Problem details. Extract, word for word, the lines of the material starting at the line containing "If you could point to the lantern crown" and ending at the line containing "If you could point to the brass", both included. Omit the pictures from your answer.
START Records supplied
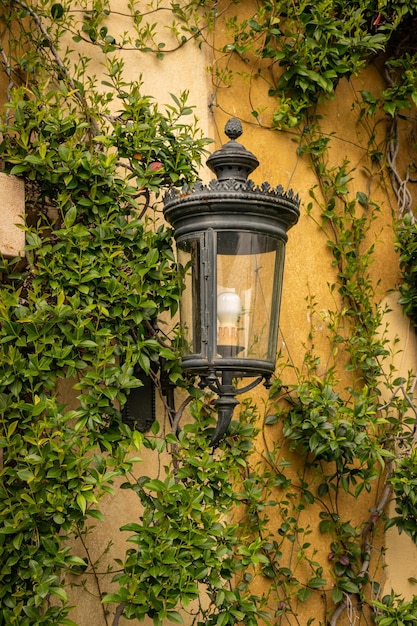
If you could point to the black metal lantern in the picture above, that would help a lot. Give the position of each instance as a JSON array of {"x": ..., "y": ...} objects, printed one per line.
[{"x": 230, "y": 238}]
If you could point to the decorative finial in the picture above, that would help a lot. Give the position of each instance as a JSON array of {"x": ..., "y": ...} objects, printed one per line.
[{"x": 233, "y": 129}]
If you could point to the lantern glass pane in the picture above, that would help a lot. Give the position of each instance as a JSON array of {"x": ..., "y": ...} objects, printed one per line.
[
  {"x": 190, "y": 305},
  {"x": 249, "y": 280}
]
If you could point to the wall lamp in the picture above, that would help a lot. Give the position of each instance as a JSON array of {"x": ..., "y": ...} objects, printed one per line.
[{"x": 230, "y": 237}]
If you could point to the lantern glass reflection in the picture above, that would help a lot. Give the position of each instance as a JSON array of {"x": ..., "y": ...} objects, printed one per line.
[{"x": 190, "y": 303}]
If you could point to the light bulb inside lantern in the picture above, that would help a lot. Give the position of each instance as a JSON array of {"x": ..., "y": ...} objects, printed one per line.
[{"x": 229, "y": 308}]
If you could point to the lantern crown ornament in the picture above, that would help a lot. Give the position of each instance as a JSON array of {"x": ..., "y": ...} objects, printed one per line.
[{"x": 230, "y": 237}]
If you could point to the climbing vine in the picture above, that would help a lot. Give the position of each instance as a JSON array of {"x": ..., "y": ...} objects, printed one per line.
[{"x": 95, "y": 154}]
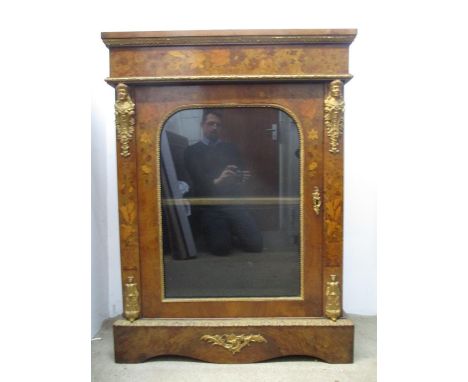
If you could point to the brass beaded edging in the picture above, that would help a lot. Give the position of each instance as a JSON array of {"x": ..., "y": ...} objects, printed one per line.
END Records supplied
START Records supplied
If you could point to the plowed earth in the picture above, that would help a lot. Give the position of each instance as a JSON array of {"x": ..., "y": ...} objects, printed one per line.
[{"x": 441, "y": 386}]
END Records supplied
Solution to the exercise.
If you could point to the lantern crown ornament in the picture above, that would help a lot. Give the position of each instance as a JSON array of {"x": ..., "y": ...} objects, printed one per line.
[{"x": 230, "y": 237}]
If you could point to the climbing vine in the picture above, that would help a lot. Give the position of each instance as a JSON array of {"x": ..., "y": ...} objects, printed one per line.
[{"x": 95, "y": 154}]
If you could point to the brass beaded edging in the picture above, that would help a lot. Give the position of each instance as a JSON array of {"x": ..., "y": ...} objects, printed one per line.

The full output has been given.